-- DATA SHOWN start --

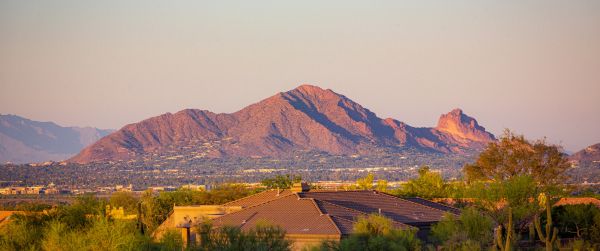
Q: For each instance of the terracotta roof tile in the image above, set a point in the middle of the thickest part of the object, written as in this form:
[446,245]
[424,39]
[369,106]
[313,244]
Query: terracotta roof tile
[294,214]
[575,201]
[400,210]
[259,198]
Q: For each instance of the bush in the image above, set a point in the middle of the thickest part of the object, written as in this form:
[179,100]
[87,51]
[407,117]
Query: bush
[470,229]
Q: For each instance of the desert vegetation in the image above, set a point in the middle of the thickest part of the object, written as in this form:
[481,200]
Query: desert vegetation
[506,197]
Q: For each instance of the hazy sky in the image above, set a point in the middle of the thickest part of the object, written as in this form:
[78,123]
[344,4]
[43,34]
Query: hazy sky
[532,66]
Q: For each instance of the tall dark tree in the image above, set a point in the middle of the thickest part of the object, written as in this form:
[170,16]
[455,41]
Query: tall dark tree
[513,155]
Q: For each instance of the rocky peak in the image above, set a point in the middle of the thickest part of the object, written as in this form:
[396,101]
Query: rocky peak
[461,126]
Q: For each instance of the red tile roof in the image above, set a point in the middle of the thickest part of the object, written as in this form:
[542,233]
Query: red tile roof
[415,213]
[259,198]
[329,212]
[575,201]
[294,214]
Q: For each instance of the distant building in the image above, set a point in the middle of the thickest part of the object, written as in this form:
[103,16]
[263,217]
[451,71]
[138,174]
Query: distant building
[309,217]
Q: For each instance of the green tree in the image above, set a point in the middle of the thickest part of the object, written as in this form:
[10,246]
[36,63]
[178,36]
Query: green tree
[281,181]
[171,241]
[513,155]
[125,200]
[471,230]
[382,185]
[504,162]
[263,236]
[580,221]
[428,185]
[365,183]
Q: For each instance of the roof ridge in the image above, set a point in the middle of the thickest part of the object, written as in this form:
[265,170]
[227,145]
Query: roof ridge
[347,208]
[387,194]
[321,212]
[256,194]
[360,212]
[259,204]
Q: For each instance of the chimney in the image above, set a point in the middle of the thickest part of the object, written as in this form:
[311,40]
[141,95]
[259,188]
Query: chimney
[300,187]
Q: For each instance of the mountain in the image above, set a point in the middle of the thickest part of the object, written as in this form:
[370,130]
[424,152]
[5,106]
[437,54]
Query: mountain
[26,141]
[590,156]
[307,118]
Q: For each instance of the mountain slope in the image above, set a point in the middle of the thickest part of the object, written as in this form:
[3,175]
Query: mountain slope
[307,118]
[590,156]
[26,141]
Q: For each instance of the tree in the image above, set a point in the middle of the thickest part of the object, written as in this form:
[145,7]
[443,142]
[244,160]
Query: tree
[382,185]
[580,221]
[281,181]
[471,230]
[125,200]
[365,183]
[514,155]
[428,185]
[508,203]
[549,235]
[263,236]
[542,168]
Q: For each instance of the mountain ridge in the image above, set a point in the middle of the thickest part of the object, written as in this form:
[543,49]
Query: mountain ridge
[307,118]
[25,141]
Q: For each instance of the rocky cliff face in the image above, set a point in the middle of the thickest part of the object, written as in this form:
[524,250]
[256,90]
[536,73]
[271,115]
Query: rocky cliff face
[590,156]
[307,118]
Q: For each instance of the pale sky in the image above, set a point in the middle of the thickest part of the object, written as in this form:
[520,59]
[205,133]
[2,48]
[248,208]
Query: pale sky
[531,66]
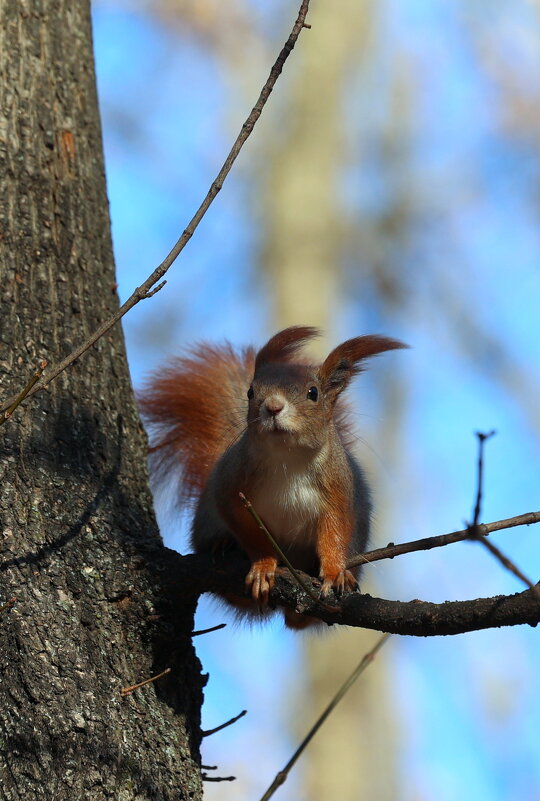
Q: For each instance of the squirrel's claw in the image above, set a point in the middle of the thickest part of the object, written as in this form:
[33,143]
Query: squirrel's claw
[260,580]
[344,581]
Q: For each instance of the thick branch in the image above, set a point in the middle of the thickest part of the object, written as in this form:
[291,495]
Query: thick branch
[195,574]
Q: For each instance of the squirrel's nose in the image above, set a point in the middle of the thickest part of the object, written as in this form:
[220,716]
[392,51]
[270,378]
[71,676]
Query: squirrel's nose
[274,405]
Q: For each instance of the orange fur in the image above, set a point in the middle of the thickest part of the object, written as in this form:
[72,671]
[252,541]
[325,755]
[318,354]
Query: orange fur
[287,449]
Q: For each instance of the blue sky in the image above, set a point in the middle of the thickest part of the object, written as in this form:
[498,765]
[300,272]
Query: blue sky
[469,705]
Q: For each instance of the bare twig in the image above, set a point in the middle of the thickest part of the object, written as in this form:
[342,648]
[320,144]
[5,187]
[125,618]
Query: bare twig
[145,290]
[427,543]
[482,438]
[364,662]
[473,528]
[282,556]
[8,604]
[128,690]
[208,732]
[207,631]
[22,395]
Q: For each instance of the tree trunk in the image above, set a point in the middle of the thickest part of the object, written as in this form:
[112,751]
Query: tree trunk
[78,531]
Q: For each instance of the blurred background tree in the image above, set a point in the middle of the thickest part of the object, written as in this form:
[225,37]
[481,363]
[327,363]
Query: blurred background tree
[392,186]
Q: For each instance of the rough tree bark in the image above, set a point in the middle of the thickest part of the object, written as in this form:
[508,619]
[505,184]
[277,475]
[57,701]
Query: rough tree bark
[77,524]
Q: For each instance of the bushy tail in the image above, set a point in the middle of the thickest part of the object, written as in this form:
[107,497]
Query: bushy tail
[195,407]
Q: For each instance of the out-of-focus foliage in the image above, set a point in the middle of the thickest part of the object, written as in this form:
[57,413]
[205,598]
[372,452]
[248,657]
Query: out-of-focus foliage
[432,225]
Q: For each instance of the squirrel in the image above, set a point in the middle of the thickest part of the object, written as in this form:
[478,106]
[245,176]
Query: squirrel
[271,425]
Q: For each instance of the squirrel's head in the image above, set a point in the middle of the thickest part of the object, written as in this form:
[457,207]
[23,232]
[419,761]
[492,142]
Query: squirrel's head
[292,402]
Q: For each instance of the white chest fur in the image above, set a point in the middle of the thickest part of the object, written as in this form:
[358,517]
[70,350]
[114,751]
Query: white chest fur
[288,501]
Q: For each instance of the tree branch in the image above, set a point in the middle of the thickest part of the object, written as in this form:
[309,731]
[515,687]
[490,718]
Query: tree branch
[427,543]
[145,290]
[198,573]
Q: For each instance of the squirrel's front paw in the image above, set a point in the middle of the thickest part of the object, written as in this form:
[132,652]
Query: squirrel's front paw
[260,580]
[343,581]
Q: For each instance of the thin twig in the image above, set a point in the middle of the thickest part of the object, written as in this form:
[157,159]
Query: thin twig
[482,438]
[145,290]
[208,732]
[282,556]
[128,690]
[22,395]
[364,662]
[207,631]
[8,604]
[427,543]
[473,528]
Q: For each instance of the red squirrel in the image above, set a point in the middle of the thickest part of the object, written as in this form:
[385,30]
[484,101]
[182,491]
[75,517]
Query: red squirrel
[272,426]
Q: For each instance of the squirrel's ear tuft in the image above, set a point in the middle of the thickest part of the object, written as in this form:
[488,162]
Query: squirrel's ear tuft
[345,361]
[282,347]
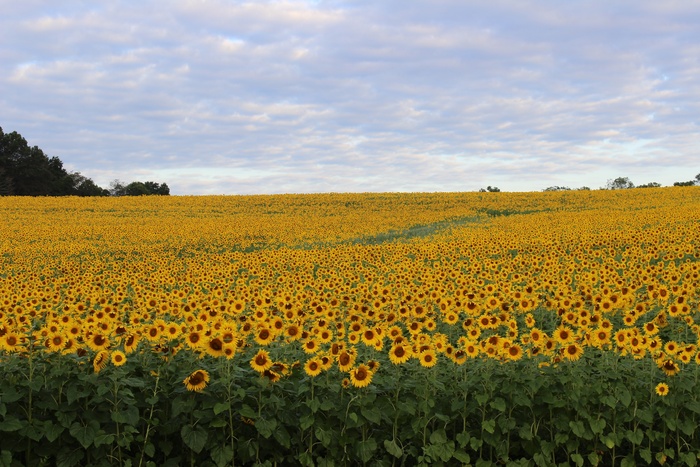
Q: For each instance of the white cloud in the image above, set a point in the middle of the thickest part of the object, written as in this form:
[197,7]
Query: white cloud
[290,96]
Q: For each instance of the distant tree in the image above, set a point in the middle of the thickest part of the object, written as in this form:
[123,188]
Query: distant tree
[620,183]
[84,186]
[117,188]
[27,171]
[557,188]
[136,189]
[157,188]
[5,183]
[695,181]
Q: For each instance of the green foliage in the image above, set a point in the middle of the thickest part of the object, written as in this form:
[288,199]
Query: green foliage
[55,410]
[620,183]
[27,171]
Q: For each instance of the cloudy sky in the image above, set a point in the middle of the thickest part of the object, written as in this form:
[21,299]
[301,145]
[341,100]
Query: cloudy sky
[229,97]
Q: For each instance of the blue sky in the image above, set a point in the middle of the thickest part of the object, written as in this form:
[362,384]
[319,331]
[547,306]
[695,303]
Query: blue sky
[226,97]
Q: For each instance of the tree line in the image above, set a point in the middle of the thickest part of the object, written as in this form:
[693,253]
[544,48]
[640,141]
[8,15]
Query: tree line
[26,171]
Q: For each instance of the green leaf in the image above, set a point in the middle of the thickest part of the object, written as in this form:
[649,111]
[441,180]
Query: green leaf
[624,396]
[597,426]
[489,425]
[218,422]
[282,436]
[482,398]
[248,412]
[461,456]
[306,421]
[85,434]
[221,407]
[690,458]
[608,441]
[578,428]
[475,443]
[52,431]
[636,436]
[373,414]
[540,459]
[405,407]
[181,405]
[393,448]
[265,427]
[103,438]
[67,457]
[314,405]
[324,436]
[462,438]
[222,455]
[499,404]
[11,423]
[195,437]
[438,436]
[365,449]
[130,416]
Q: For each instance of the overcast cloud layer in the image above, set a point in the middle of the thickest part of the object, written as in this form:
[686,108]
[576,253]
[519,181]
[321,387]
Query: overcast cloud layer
[225,97]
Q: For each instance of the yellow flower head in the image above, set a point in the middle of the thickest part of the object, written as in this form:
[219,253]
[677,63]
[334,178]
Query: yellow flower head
[662,389]
[197,381]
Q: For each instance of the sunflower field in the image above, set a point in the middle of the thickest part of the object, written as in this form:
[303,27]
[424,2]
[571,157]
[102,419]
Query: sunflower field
[518,329]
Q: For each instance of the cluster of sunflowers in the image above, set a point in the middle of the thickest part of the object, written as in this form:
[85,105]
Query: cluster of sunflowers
[452,277]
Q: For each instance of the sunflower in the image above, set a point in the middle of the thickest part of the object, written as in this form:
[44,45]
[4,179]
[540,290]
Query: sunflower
[399,354]
[310,346]
[193,340]
[361,376]
[10,341]
[272,376]
[563,335]
[97,342]
[100,361]
[264,336]
[197,381]
[118,358]
[312,367]
[514,352]
[427,358]
[471,349]
[215,347]
[292,332]
[55,342]
[261,361]
[662,389]
[346,360]
[131,342]
[669,367]
[573,351]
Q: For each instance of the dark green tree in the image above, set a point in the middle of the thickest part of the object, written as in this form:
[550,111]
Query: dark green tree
[27,171]
[620,183]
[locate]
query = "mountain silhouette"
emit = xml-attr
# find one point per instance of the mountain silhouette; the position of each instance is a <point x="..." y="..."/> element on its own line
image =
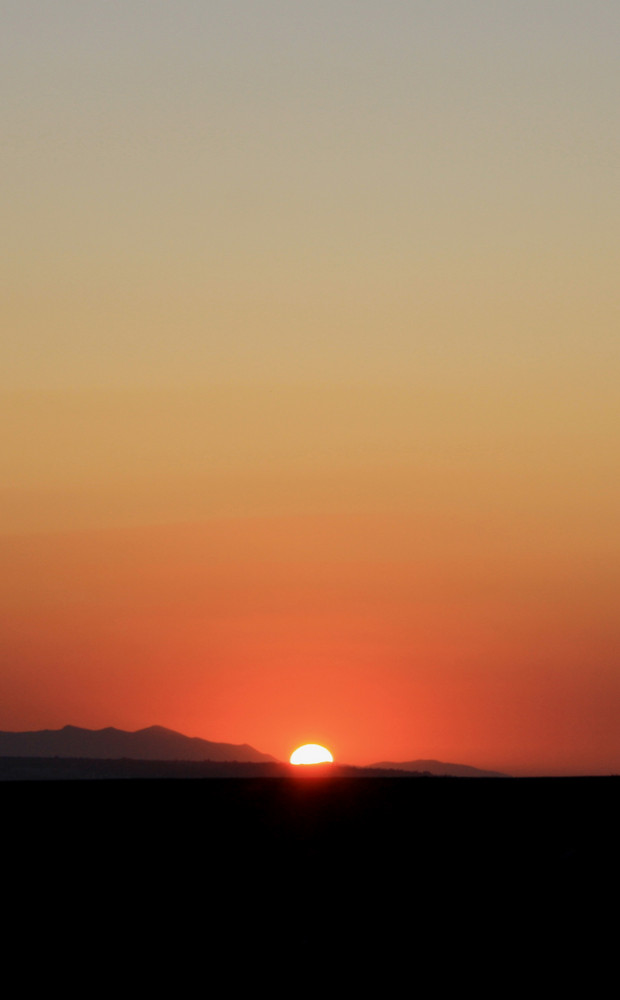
<point x="152" y="743"/>
<point x="438" y="767"/>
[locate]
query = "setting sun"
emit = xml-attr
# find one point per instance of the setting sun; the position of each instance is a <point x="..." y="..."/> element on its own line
<point x="311" y="753"/>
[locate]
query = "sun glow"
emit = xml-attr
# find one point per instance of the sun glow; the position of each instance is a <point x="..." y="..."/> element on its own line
<point x="311" y="753"/>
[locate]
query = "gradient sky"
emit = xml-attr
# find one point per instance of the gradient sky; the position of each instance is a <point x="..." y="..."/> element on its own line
<point x="310" y="382"/>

-- DATA SHOWN end --

[WHAT TO PRODUCE]:
Extract the lines beginning with the one that contains "Q: For each instance of the dark" and ending with the last line of the listing. Keep them exact and drop the pictures.

[COMPLETED EXERCISE]:
Q: For each instance of the dark green tree in the image above, set a point in the middle of the thickest part of the object, written as in this form:
[550,111]
Query: dark green tree
[27,171]
[620,183]
[locate]
query = "mountain silhouette"
emit = xml-attr
# find one point per instance of the mountain silhouette; the position of each instance is a <point x="..." y="..."/> element on its own line
image =
<point x="152" y="743"/>
<point x="438" y="767"/>
[locate]
query = "setting sun"
emit = xml-attr
# find one point per instance of the setting sun; the position of each instance is a <point x="..." y="..."/> element on its own line
<point x="311" y="753"/>
[locate]
query = "sun glow"
emit = xml-attr
# find one point per instance of the sun glow; the position of each instance is a <point x="..." y="..."/> element on its own line
<point x="311" y="753"/>
[locate]
query = "gradient sky"
emit = xml-attr
# find one point per instance of the gradient sky; the position of each instance is a <point x="..." y="..."/> element on its own line
<point x="310" y="382"/>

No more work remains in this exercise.